## Required task
Lay out the rows from the line with "Query: black trousers" to the line with "Outline every instance of the black trousers.", both included, as a JSON list of strings with one string per line and blank lines omitted.

## Data for the task
=-=-=-=-=
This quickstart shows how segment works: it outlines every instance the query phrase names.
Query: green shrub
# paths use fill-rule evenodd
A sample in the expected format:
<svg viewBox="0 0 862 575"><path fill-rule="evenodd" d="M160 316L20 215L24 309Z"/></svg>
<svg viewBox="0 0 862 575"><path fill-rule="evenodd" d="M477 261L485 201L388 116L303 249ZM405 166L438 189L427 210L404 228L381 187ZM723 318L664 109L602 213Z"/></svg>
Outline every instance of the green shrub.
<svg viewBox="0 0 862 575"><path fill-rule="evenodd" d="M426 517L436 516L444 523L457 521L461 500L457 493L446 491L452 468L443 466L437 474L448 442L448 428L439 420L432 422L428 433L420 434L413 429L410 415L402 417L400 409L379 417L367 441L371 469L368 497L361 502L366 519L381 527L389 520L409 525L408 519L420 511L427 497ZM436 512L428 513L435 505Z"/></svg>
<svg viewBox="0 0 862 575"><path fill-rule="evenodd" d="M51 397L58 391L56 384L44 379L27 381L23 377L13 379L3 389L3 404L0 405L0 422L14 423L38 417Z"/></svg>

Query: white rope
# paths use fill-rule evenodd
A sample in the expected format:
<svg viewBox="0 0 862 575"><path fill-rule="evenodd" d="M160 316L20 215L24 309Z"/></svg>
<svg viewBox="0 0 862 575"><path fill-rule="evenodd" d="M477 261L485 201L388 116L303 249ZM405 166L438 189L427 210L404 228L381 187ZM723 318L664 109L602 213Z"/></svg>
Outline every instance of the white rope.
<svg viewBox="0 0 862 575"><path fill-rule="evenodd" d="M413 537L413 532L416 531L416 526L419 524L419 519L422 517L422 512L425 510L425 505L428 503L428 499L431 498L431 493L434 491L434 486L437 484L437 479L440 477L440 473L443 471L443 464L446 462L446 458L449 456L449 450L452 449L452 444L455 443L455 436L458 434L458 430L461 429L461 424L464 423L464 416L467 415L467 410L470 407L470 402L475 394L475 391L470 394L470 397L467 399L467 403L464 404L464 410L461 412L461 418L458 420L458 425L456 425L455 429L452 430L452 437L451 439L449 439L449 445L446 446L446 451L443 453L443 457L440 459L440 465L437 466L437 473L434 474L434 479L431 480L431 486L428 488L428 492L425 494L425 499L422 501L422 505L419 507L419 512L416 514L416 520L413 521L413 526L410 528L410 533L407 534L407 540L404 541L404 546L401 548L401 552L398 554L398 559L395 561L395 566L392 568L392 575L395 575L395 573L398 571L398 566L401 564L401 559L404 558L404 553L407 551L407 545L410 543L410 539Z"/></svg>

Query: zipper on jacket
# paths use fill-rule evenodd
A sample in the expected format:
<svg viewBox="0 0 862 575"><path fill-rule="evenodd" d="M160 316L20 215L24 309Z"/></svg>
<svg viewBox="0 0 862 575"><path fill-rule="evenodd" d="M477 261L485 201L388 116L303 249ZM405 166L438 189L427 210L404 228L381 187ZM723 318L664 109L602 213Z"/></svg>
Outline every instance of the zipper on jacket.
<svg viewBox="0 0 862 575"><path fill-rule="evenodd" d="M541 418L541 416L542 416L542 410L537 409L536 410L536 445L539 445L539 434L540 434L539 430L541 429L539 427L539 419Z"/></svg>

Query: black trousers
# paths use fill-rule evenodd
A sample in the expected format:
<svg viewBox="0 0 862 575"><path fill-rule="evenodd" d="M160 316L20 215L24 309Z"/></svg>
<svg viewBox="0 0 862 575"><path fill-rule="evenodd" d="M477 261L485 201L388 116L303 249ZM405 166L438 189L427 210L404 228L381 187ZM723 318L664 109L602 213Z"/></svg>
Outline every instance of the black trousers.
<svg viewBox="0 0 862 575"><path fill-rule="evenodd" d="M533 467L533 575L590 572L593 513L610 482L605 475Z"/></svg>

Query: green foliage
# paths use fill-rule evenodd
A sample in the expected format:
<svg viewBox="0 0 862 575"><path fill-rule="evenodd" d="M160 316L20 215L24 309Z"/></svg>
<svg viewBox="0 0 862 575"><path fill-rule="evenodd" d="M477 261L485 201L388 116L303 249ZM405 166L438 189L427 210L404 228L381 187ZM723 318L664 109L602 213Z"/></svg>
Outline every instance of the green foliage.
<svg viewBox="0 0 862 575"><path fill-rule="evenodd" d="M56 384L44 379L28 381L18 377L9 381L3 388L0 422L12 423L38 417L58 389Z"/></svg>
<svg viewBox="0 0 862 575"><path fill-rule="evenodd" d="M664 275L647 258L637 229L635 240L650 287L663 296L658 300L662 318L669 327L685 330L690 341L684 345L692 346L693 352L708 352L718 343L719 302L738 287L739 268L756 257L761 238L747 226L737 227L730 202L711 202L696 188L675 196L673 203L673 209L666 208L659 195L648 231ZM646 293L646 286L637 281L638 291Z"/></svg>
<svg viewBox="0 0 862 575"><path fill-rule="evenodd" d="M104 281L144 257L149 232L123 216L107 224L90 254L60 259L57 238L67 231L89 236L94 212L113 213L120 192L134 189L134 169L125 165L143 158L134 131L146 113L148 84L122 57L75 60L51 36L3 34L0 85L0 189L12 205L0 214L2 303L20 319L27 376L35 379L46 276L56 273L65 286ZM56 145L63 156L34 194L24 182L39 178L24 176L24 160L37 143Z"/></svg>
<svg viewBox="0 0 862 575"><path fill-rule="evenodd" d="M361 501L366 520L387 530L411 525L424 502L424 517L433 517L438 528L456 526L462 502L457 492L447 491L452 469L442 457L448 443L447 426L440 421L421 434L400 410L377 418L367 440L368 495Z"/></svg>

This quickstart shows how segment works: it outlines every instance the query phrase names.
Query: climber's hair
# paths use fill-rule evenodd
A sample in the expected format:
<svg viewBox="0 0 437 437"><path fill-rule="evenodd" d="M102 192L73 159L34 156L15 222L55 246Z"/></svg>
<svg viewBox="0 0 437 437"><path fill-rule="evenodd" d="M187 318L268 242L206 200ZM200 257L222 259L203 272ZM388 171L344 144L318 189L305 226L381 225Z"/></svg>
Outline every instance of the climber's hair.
=-=-=-=-=
## Solution for this problem
[
  "Query: black trousers",
  "# paths use fill-rule evenodd",
  "A sample in the expected format:",
  "<svg viewBox=\"0 0 862 575\"><path fill-rule=\"evenodd\" d=\"M160 316L20 215L24 309Z\"/></svg>",
  "<svg viewBox=\"0 0 862 575\"><path fill-rule=\"evenodd\" d=\"M477 261L485 201L388 116L303 249ZM405 166L438 189L427 210L404 228L381 187ZM723 318L664 109L602 213Z\"/></svg>",
  "Outline every instance of the black trousers."
]